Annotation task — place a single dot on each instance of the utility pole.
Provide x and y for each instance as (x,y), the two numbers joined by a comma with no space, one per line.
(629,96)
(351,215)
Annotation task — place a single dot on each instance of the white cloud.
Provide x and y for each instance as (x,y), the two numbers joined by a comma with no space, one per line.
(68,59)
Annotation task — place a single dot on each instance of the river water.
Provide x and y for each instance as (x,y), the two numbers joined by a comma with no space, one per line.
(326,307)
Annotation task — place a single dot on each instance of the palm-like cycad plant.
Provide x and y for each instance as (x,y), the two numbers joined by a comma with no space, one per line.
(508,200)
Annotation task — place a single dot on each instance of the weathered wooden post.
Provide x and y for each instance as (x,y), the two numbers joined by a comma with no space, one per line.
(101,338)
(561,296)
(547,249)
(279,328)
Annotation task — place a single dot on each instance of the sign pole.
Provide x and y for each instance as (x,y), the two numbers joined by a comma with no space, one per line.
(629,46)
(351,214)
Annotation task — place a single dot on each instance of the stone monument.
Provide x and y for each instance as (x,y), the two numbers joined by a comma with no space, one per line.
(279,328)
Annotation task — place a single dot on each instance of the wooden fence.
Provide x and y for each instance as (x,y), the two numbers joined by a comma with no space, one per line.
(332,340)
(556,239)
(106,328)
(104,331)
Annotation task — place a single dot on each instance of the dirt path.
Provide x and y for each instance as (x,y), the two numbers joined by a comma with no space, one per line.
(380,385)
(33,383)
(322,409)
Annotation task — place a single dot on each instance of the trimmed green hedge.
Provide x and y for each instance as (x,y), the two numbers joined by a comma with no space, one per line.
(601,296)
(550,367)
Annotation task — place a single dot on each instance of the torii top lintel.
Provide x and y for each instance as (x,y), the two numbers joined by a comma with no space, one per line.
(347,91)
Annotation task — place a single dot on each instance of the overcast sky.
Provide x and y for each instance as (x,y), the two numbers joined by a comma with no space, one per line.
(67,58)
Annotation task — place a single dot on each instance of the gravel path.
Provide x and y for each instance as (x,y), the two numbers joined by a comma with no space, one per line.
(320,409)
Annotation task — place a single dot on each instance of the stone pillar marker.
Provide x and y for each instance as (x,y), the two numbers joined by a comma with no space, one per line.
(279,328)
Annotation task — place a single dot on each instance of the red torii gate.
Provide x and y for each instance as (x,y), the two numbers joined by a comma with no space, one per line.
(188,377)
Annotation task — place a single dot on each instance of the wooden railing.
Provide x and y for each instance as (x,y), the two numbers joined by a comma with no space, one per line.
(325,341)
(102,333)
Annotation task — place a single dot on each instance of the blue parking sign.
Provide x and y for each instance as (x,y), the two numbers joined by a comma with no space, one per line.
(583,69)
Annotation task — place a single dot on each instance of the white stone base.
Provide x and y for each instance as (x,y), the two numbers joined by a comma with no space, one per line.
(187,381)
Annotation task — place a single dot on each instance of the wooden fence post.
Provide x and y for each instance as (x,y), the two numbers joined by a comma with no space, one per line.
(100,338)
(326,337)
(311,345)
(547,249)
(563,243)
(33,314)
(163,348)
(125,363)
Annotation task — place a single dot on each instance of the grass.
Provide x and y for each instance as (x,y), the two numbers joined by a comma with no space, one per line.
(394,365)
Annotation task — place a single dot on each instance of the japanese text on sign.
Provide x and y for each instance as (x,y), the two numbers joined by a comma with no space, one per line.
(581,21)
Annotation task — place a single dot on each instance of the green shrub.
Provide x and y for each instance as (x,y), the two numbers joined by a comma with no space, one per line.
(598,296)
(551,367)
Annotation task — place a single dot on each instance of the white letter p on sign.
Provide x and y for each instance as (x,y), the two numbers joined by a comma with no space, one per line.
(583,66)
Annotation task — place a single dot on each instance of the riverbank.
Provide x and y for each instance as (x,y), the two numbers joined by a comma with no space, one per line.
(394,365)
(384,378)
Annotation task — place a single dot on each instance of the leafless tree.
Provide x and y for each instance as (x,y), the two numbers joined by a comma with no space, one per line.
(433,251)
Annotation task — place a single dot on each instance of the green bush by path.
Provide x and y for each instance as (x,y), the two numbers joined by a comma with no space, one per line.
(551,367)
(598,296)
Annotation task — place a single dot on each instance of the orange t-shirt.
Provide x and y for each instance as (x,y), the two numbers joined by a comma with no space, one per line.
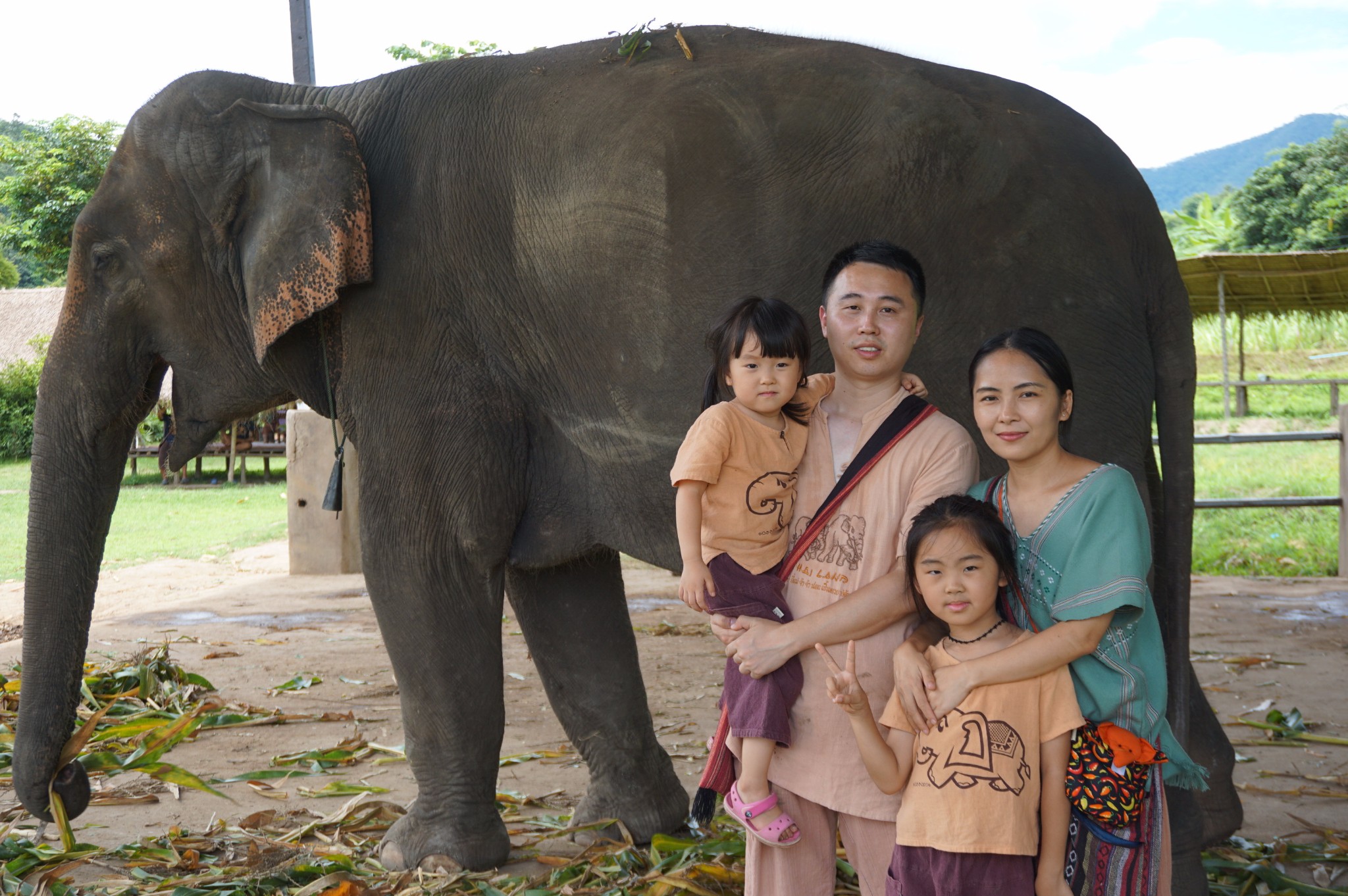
(750,470)
(975,785)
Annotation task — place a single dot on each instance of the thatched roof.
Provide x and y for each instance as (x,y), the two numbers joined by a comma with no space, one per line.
(1268,282)
(29,313)
(24,314)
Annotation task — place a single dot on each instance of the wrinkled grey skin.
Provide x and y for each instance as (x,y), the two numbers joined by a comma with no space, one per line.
(550,237)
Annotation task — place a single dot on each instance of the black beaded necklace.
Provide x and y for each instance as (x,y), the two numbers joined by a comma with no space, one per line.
(952,637)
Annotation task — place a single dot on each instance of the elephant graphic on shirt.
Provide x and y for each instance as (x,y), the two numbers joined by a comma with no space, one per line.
(816,547)
(773,495)
(843,541)
(967,748)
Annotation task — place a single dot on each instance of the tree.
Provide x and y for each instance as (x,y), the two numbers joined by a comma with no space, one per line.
(1203,224)
(19,401)
(57,166)
(1300,203)
(433,51)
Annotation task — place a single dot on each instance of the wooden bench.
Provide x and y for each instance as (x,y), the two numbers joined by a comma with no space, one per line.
(266,451)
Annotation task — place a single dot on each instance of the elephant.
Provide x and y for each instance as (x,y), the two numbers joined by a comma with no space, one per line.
(967,748)
(841,541)
(773,496)
(514,258)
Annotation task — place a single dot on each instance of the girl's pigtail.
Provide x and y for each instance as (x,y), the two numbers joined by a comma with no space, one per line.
(712,388)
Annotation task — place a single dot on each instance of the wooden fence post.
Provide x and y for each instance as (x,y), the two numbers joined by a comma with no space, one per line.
(1343,489)
(234,442)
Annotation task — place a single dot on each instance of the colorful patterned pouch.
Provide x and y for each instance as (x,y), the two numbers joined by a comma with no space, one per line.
(1107,793)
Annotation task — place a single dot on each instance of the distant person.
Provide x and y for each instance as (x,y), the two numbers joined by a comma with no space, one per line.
(985,810)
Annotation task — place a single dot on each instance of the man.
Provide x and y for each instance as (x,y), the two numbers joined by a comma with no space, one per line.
(874,297)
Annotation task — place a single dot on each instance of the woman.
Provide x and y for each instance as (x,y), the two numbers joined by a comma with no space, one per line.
(1083,554)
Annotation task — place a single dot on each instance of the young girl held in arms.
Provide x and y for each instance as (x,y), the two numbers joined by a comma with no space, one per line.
(735,476)
(983,790)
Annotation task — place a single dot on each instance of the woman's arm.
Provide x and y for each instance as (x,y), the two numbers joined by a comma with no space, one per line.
(913,677)
(688,520)
(1054,814)
(889,762)
(765,646)
(1043,653)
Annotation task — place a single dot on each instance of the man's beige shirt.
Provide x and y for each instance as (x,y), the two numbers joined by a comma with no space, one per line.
(860,543)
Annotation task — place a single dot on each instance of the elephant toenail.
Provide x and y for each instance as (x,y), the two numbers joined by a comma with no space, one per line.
(440,862)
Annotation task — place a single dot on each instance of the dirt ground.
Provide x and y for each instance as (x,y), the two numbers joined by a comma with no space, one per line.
(274,627)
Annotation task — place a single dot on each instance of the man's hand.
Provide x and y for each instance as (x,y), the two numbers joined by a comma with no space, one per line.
(843,686)
(914,682)
(694,585)
(762,647)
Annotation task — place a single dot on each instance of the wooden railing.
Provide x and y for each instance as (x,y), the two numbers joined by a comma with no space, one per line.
(1243,399)
(1322,500)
....
Without the pictures, retype the whole of the material above exactly.

Annotation task — place a single dot on each instance of the utility pole.
Provide x and y for each instance as (x,y), the two numbers joined by a comma with no space, one per line.
(629,96)
(351,215)
Annotation task — place a single dot on each instance of the white cloud.
Provide x and y for each instance as (x,y), the two numbers joined by a comma with no space, one per line.
(68,59)
Annotation task — place a single dot on each instance of the river water.
Provide x and y for each instance as (x,y), the two numbers joined by a comma with no space, one per line.
(326,307)
Annotation task — place a single dot on each instance of the palm-like cycad plant.
Provide x and y for each instance as (x,y), the two numbers joined by a comma with no space, one per line.
(508,200)
Annotation task — place a single dot on each instance of the weathered wooden post.
Provide x and y for each instance as (x,y), the two numbers joined by a comma with no space, one per line.
(101,338)
(561,296)
(547,249)
(279,328)
Annotation task — place a single dot on each instance of the sign pole.
Provide x and y for each instance as (x,y), the two numbers joined by a comma with no space, one per line.
(629,46)
(351,214)
Annotation task — place a single dot on each instance of the stone monument.
Provide x and y for each instance as (x,y), the two numbers joined by a comma with no space, one per line.
(279,328)
Annotation task — place a single dot on each instance of the wooden fence.
Provide x and y for each instance as (x,y), the two numbers joined by a comma with no space, one per line.
(332,340)
(556,239)
(106,328)
(104,331)
Annotation task — place a single dot on each instance of the dirt path.
Provide x and y for each instance as (x,y), the two numbers joined by a comma with no space, one per line.
(380,385)
(33,383)
(322,409)
Annotation task — place a single dot on each instance of the trimmed green hedge.
Provide x and y for each instance as (x,y), the two numbers joined by a comma with no space, one per line.
(601,296)
(550,367)
Annotation task — place a single dot on each instance of the torii top lintel.
Provide x and y for each instance as (x,y), the two numbers joined by a comma with no space, one per line.
(347,91)
Annotation task — place a single dot on each instance of the overcast sky.
Provide x and y for each instance as (x,y), the two numbers joined by a comma with no space, one per line.
(67,58)
Annotation task — place a single dot on each instance of the gravel path.
Provide x and y for each instance as (x,y), the two numbers joined by a comma with no space, one per line.
(320,409)
Annotation task — place a single dot on each instance of the stone pillar marker.
Provide x and y for each instance as (x,y), the two numbers joined by a comma with no space, one per line.
(279,328)
Annotation task — place a single dot on each instance of the red torii gate.
Provide x and y for each instance as (x,y), the two numbers joined by a comma with no space, one per line.
(188,377)
Annotation task — place a single dot on each instance of the wooden railing.
Provide x and y for each instance as (x,y), the two numbers joined by a comma with no space, one per line.
(325,341)
(102,333)
Annotation task — place a single dot on each instance of the blue parking sign.
Provide x and y for each instance as (x,y), the two numbers joined by a comma with no space, one per line.
(583,69)
Annotation task — place a single dot on each instance of the white stone base.
Provide x and y for each instance as (x,y), the two numbers joined by a comma with no space, one per line.
(187,381)
Annotation task — place a single dot on each instance of the wooden fence post.
Provide x and y for each instance as (x,y), the two numbers joined by a comma with no space, one per line.
(100,338)
(326,337)
(311,345)
(547,249)
(563,243)
(33,314)
(163,348)
(125,363)
Annotation task — place a single dot on each instance of the grass.
Provide x and y for each instance as (x,y), the two numbers joined by a comma with no space, one per line.
(394,365)
Annotation task — place a single dot on each instance of the japanese text on sign.
Provide x and y for each instance as (x,y), the two numbers joined by a comma with no space, one per line.
(581,21)
Annotation task — place a single dot on each instance of the green shrub.
Provide x and y for each instance as (x,y), the two numbers joined by a comma with no space, one per line.
(598,296)
(551,367)
Annotation task — place a single dot on each instance of the white letter p on sign.
Provide x and y for each instance as (x,y), the two numbers joined by a comma with no space, one per line.
(583,66)
Annotation task — place a single dot on each instance of the riverbank.
Provide x and y for each instance as (x,y), the two numbers joined by a comma with no space, one per line.
(394,365)
(384,378)
Annotation task — place a single dot on each instance of the leafless tree.
Provide x and y for each instance as (x,y), the two numbers joined by a comma with no space, one per line.
(433,251)
Annotation task — place a single dot on each instance of the green bush by path.
Provide x and y for each instance as (x,y), the two numbers joined by a comma with no space, one per line.
(551,367)
(598,296)
Annotation task — place a single dot on each instance of the orange t-shirt.
Provide x and y for each instance as (x,y), the two numbers joined by a comma with no space, one per line.
(750,470)
(975,785)
Annotation task — place a single dot on each instance of the thatched roof.
Provide x and y for each instance as (x,y), the two numbers joined by a comma with no space, one per line.
(1268,282)
(29,313)
(24,314)
Annotation task — place a single dot on each instance of the wrinkled grey skin.
Provide x and y for each instance as (x,y), the two numbers joined by a comma with no space, one per line.
(550,237)
Annotation task — place a single dot on each instance of the black beaded necklace.
Provide x and y for each instance as (x,y), the two numbers joined by a comma with no space, one per line.
(952,637)
Annotation task — place a single dot on each instance of the elephant graphic on shirt.
Provide x and y for each instance as (x,y), the two numbers joined by a comma with no space, one per line.
(816,547)
(773,495)
(843,541)
(967,748)
Annotation task — place a single dot on each instance of the tree.
Provide x and y for each instance as (x,y), the two numbers joined by a comma with no space, one per line.
(1203,224)
(19,401)
(57,166)
(1300,203)
(433,51)
Annotation task — place a single dot on each instance of the wooden bench.
Provide x and y for each instance as (x,y), the two numbers joined by a comma with no space, one per line.
(266,451)
Annotation task — place a single dot on each instance of the elephant.
Provide x and y for each instance as (x,y), the two numbers joined by a comma with no space, one per line.
(967,748)
(841,541)
(773,496)
(514,258)
Annotation task — place a single dot on each instance of the girl's pigtail.
Provide x and y for each instance as (x,y), the two numbers joined by a comma with no space, one per line.
(712,388)
Annotation task — place a single dot on each instance of the wooden fence post.
Provide x and y for each instance as (x,y), the two numbers joined by a comma with no space, one per line.
(1343,489)
(234,442)
Annotation task — place a single dot on each instance of the colorful patterned pouch.
Provide x and y for each instance as (x,y), the two numbers joined by a comma with no space, one per line.
(1107,793)
Annotation task — place a single dot on each instance of the distant person.
Provide x and y for each instance as (x,y), the two numbers joined by a comma with no space, one per line.
(985,810)
Annotation task — place a single dot on each instance of the man.
Provide x and y for each instance as (x,y), the two numbers joined by a comma with no space, one per line.
(874,297)
Annotation task — place a single dot on each instance of the woman.
Provide x and y for each instance as (x,y), the two numbers joined by a comma with no space, one per line.
(1083,554)
Annotation task — place a single dot on each instance of the young girl held in arms.
Provide x and y for each instance as (x,y), the two numbers joined by a comma with no space, one per line.
(735,476)
(983,790)
Annotation task — place a single dot on each instance of the woman's arm.
Provide x and y for each instance as (x,y), the two numbers joined by a comma with no space, one per line.
(913,677)
(688,520)
(1054,814)
(889,762)
(765,646)
(1043,653)
Annotation task — place a single dot on each instance of the man's beige shirt.
Provide x and y for each instance as (x,y), the two numbers joined by a comma with no space, one per line.
(860,543)
Annotation task — place a single dot on each instance of the elephant toenail.
Provide x and y for each instance as (x,y), the two numbers joined by a comma with no space, one per line.
(440,862)
Annotation task — place a single dot on each instance of the dirt ground.
Provide x and y for each instance as (x,y), the two numbers joined by a comma with no space, one per line.
(274,627)
Annotation task — place a single dot on each instance of the man's hand.
Provide x and y for each instance as (x,y), the two numbers joined by a comma with no space, one per line.
(843,686)
(914,682)
(694,585)
(762,647)
Annotation task — place a single dot on each instance of the wooden railing.
Provide x and y for each instance as (x,y), the two numbers joined by a comma with no space, one per line.
(1243,399)
(1322,500)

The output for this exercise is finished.